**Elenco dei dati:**
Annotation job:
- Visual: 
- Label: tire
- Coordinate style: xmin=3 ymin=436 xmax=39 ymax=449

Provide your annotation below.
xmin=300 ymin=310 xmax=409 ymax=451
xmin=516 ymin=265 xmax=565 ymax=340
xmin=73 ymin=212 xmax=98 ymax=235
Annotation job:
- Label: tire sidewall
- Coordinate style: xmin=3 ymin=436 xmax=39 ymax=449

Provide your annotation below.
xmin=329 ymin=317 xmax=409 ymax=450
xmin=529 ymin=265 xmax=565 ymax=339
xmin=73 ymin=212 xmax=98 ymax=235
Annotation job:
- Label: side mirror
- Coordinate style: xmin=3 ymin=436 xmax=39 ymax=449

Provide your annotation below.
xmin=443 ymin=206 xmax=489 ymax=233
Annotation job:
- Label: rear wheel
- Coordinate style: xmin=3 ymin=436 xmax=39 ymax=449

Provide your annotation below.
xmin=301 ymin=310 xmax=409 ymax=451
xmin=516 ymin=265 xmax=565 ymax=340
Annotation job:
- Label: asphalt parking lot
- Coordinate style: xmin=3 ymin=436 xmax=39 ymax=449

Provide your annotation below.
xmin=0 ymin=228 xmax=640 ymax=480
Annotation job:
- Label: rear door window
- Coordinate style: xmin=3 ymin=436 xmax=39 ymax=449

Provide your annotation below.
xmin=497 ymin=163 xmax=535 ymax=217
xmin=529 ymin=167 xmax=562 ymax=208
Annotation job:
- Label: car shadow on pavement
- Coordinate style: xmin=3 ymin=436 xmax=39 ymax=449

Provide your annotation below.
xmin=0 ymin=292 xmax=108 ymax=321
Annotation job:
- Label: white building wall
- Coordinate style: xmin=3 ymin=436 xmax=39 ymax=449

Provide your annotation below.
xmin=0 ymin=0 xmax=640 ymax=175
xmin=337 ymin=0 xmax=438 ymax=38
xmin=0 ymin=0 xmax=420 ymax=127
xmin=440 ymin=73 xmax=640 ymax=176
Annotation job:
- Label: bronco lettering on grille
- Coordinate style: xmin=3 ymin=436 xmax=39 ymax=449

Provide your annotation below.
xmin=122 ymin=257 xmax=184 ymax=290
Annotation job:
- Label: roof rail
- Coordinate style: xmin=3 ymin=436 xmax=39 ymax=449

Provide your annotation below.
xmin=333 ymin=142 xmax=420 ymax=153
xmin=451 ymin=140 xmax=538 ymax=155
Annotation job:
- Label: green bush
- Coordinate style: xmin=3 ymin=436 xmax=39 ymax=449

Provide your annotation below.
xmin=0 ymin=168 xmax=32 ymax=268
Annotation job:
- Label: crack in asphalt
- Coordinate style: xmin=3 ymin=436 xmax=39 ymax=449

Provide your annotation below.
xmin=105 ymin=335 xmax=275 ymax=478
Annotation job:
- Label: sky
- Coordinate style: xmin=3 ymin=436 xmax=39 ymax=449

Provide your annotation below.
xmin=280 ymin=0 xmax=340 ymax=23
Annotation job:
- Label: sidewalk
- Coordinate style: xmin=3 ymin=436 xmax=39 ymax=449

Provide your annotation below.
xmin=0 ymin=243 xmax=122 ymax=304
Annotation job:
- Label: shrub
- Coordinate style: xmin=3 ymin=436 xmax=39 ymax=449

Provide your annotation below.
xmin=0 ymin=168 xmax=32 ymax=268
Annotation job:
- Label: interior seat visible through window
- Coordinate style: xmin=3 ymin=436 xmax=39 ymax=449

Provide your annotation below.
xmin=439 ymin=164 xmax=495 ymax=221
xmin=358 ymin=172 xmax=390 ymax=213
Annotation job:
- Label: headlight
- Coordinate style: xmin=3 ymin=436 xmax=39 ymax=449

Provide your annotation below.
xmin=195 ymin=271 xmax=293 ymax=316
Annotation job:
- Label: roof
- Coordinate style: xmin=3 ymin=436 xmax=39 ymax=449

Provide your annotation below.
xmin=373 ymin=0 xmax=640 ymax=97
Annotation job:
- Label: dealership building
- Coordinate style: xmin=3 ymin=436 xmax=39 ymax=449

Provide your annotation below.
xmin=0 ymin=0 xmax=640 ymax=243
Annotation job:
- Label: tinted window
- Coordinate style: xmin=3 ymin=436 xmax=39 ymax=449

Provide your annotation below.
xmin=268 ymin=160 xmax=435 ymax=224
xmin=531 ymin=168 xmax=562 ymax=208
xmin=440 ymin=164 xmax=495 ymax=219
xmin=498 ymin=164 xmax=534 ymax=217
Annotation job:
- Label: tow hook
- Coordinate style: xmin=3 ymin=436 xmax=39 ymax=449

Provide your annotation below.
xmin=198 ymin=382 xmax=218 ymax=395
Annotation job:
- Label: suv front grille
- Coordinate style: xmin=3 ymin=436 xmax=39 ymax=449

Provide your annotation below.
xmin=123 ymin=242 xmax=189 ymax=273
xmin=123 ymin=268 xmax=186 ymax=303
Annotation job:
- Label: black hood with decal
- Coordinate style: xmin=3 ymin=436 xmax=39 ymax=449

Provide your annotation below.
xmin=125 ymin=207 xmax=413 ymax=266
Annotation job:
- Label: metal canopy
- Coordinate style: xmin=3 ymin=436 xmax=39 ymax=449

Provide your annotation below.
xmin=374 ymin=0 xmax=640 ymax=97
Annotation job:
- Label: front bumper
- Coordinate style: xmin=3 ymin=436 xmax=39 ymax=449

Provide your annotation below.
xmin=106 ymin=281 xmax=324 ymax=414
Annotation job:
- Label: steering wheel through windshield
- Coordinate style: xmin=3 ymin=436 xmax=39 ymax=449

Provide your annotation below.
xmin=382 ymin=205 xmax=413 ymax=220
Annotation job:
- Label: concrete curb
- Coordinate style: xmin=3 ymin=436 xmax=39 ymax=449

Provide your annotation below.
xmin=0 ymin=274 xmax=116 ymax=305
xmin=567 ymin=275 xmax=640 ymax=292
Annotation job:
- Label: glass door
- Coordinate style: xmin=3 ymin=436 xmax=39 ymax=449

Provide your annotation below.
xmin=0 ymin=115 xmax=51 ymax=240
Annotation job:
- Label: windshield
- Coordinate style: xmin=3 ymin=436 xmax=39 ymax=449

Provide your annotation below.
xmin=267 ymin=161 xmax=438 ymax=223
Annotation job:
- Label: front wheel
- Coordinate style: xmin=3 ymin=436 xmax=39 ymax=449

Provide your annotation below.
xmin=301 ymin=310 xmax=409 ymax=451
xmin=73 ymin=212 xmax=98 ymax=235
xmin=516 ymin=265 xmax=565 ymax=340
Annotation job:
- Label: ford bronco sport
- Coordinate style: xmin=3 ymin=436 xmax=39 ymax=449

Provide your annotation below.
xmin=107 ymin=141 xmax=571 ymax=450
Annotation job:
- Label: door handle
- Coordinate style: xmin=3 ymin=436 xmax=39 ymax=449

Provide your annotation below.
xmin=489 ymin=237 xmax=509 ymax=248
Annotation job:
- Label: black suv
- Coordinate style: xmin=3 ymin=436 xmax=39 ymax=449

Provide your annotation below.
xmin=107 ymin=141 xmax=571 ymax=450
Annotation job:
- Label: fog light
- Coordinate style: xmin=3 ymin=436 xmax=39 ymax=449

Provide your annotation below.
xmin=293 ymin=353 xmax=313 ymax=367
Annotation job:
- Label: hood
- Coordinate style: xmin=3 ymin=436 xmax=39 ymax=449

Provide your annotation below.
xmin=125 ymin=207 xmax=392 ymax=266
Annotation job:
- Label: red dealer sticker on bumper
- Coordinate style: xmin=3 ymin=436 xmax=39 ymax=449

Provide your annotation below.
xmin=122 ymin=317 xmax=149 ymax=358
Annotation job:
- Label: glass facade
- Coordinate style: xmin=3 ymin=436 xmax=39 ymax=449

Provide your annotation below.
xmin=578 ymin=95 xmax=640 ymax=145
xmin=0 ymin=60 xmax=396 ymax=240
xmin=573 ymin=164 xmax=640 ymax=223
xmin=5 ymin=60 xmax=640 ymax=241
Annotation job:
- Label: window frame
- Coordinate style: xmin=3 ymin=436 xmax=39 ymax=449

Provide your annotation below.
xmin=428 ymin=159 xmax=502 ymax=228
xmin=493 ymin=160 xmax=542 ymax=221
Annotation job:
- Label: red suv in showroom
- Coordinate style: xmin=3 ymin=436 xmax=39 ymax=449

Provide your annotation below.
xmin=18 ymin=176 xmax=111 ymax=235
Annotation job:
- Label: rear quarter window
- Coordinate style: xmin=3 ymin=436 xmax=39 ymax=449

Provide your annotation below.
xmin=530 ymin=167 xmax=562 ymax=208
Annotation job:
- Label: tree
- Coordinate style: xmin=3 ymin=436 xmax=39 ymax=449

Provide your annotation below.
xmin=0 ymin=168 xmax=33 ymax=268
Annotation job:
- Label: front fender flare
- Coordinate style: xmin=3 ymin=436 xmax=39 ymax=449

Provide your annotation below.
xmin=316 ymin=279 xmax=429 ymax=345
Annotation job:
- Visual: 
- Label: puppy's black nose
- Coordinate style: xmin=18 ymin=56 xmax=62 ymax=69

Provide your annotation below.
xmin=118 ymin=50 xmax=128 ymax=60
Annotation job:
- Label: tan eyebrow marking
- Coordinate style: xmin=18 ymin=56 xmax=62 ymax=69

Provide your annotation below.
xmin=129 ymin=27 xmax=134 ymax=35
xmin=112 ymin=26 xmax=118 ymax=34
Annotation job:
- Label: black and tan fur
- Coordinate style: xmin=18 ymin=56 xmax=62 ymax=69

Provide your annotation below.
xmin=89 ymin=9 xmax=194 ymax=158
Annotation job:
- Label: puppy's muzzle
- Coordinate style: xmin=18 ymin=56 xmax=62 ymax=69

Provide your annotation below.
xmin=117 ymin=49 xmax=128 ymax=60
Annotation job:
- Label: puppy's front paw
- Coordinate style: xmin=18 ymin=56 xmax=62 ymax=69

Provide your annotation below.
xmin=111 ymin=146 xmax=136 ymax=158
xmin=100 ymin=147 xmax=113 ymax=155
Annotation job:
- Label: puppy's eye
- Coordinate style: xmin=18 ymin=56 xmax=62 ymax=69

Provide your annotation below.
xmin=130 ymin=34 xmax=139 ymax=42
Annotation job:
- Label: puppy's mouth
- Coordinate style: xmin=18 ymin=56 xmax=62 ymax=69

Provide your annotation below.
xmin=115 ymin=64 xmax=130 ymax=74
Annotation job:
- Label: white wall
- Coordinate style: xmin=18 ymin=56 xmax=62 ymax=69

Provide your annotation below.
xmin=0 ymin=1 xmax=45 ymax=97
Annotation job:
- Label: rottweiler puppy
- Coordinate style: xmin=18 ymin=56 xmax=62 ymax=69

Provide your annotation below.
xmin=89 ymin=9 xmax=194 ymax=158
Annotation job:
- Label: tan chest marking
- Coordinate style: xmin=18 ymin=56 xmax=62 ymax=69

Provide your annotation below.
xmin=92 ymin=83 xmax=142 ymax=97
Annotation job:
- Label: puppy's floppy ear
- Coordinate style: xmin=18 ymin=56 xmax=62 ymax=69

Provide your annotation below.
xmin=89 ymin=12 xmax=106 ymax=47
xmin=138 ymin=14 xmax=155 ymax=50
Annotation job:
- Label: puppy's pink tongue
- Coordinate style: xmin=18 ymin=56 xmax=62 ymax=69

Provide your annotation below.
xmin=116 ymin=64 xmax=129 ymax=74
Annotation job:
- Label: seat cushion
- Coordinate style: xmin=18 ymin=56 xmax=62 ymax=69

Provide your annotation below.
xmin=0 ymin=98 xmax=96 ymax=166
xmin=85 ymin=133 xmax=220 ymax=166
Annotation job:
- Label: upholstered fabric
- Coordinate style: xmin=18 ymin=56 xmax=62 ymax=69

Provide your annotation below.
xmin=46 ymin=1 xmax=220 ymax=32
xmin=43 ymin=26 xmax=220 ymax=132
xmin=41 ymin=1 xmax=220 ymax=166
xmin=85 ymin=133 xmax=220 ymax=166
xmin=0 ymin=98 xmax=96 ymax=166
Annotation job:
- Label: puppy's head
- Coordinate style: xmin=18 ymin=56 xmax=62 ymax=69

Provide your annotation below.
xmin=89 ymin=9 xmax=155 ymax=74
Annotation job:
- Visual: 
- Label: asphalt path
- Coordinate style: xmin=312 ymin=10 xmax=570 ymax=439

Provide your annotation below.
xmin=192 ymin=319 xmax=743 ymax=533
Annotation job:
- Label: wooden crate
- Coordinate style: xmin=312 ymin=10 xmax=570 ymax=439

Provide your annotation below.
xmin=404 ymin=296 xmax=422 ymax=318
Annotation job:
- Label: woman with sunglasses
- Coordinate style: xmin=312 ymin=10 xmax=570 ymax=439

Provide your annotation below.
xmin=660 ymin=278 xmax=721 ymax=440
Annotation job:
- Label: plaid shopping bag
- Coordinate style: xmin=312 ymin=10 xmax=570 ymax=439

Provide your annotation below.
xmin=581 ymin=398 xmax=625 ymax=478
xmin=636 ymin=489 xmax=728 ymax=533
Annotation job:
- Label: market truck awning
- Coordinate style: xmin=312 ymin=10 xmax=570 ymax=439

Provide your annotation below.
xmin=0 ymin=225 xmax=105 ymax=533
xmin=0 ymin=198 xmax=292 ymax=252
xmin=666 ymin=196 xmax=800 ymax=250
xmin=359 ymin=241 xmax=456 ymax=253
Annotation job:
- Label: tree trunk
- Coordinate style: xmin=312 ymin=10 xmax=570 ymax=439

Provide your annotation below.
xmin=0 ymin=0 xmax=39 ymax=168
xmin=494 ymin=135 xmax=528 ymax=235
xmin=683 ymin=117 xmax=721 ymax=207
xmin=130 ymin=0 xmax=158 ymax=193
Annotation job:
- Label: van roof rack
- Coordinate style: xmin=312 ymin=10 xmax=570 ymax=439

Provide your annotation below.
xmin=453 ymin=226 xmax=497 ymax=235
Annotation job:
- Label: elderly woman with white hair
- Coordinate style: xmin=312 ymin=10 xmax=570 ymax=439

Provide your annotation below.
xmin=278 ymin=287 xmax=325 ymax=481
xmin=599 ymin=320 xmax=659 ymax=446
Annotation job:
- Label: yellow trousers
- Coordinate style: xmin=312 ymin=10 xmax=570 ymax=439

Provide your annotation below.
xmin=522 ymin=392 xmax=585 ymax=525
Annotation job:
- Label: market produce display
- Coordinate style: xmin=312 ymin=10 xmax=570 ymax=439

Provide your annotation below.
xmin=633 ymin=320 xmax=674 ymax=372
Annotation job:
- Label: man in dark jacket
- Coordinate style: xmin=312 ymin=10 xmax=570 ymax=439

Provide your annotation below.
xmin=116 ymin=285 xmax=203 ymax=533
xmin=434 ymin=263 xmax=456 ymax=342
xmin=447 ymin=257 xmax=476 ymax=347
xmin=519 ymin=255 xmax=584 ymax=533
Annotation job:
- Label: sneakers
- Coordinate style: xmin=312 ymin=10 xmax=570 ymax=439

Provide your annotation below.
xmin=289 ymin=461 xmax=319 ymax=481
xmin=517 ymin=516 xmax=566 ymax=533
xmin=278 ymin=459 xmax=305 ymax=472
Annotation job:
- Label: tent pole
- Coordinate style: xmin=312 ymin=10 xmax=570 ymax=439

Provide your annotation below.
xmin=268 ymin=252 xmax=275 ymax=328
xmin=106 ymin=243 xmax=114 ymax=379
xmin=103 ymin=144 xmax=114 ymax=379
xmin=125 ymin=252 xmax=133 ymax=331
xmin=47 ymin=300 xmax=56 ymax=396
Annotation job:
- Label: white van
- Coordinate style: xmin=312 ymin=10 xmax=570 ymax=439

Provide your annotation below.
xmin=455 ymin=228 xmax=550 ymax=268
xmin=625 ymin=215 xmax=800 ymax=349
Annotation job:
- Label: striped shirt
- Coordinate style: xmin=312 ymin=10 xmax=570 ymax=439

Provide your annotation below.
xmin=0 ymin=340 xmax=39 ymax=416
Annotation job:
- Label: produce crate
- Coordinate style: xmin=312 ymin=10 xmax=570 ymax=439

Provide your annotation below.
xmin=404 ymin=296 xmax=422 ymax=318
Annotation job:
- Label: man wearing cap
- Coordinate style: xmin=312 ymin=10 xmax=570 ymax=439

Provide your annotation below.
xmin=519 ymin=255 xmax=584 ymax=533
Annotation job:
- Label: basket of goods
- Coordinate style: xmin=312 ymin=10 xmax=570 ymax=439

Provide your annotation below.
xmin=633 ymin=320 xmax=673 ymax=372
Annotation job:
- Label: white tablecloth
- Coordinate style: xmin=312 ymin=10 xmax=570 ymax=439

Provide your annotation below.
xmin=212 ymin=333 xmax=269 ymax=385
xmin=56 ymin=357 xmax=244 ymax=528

**Obiettivo dell'esercizio:** Per favore, riscrivi le righe dei record sopra, dall'inizio fino alla riga che contiene "xmin=529 ymin=167 xmax=562 ymax=208" compresa, ridimensionando le coordinate delle risposte: moltiplicale per 2,2 e arrotondale all'intero più vicino, con le metà per eccesso. Riporta anche le righe di richiesta, lasciandone invariati i numeri, compresi quelli dei campioni di formato.

**Soluzione:**
Annotation job:
- Visual: 
- Label: tire
- Coordinate style: xmin=3 ymin=436 xmax=39 ymax=449

Provide your annotation below.
xmin=660 ymin=682 xmax=900 ymax=992
xmin=1135 ymin=583 xmax=1243 ymax=748
xmin=161 ymin=466 xmax=216 ymax=517
Annotation job:
- Label: tire sidewall
- Coordinate style: xmin=3 ymin=436 xmax=39 ymax=449

Provide your annotation below.
xmin=724 ymin=697 xmax=900 ymax=990
xmin=1164 ymin=583 xmax=1243 ymax=746
xmin=161 ymin=466 xmax=216 ymax=517
Annotation job:
- Label: side mirror
- Coordinate style: xmin=3 ymin=436 xmax=39 ymax=449

Provide your annotation below.
xmin=975 ymin=453 xmax=1076 ymax=513
Annotation job:
- Label: rear wheel
- Coordinate style: xmin=3 ymin=436 xmax=39 ymax=449

Provide your annotation below.
xmin=662 ymin=682 xmax=900 ymax=992
xmin=1135 ymin=583 xmax=1243 ymax=748
Annotation job:
- Label: asphalt parking lot
- Coordinate style: xmin=3 ymin=436 xmax=39 ymax=449

Provide your annotation below.
xmin=0 ymin=502 xmax=1408 ymax=1056
Annotation job:
- Label: rear door window
- Coordinate style: xmin=3 ymin=436 xmax=39 ymax=449

Provide your annotation below.
xmin=1093 ymin=359 xmax=1177 ymax=477
xmin=1164 ymin=367 xmax=1236 ymax=458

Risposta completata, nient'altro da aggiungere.